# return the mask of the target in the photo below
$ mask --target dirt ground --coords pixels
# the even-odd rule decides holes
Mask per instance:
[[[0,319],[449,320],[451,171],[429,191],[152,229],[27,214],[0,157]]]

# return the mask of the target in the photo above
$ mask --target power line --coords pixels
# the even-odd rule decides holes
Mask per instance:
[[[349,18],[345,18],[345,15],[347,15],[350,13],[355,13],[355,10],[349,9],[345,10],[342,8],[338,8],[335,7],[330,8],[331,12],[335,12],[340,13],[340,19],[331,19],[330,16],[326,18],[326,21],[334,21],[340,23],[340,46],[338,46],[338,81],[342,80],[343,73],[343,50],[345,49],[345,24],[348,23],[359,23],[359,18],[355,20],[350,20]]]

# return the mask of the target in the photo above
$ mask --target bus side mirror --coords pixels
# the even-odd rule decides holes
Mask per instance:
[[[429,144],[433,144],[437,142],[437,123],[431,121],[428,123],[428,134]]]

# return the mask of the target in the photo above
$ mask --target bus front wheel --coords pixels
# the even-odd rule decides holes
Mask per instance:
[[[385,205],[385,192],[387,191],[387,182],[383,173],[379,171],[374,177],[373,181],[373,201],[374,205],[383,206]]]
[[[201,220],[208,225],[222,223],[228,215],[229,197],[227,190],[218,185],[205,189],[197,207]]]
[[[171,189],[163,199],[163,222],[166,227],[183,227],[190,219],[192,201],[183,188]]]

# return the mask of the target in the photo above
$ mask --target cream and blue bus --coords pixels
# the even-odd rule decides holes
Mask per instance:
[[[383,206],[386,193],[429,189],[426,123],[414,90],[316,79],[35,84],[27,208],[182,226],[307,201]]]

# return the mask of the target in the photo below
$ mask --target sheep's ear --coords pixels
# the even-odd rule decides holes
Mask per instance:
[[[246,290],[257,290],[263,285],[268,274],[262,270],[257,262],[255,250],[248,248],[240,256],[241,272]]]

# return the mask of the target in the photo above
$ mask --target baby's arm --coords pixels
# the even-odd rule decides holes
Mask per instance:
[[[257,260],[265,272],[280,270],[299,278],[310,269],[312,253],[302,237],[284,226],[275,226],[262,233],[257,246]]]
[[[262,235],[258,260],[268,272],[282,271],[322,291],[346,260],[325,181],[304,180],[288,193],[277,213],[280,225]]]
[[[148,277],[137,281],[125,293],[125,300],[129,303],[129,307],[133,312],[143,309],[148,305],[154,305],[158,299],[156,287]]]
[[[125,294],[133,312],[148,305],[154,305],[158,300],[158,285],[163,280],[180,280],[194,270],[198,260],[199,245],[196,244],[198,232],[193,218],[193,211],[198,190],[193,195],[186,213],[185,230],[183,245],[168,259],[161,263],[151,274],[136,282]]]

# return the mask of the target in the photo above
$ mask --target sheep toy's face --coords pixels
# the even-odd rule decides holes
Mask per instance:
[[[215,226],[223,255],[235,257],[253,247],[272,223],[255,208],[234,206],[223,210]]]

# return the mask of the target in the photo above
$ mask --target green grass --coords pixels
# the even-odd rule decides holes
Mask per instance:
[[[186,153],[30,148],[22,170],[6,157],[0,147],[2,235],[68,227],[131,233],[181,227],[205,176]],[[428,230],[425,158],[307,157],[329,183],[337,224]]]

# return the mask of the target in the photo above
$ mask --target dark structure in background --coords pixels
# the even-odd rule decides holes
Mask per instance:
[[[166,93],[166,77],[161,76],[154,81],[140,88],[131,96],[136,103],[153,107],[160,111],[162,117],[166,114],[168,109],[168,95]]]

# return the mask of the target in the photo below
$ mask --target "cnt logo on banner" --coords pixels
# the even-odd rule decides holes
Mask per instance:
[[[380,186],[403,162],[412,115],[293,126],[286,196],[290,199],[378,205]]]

▶ EXERCISE: Return every line above that contains the string "sheep", treating uppercase and lowercase letters as different.

▶ RESULT OF THIS EXERCISE:
$ mask --target sheep's ear --coords pixels
$ mask --target sheep toy's face --coords pixels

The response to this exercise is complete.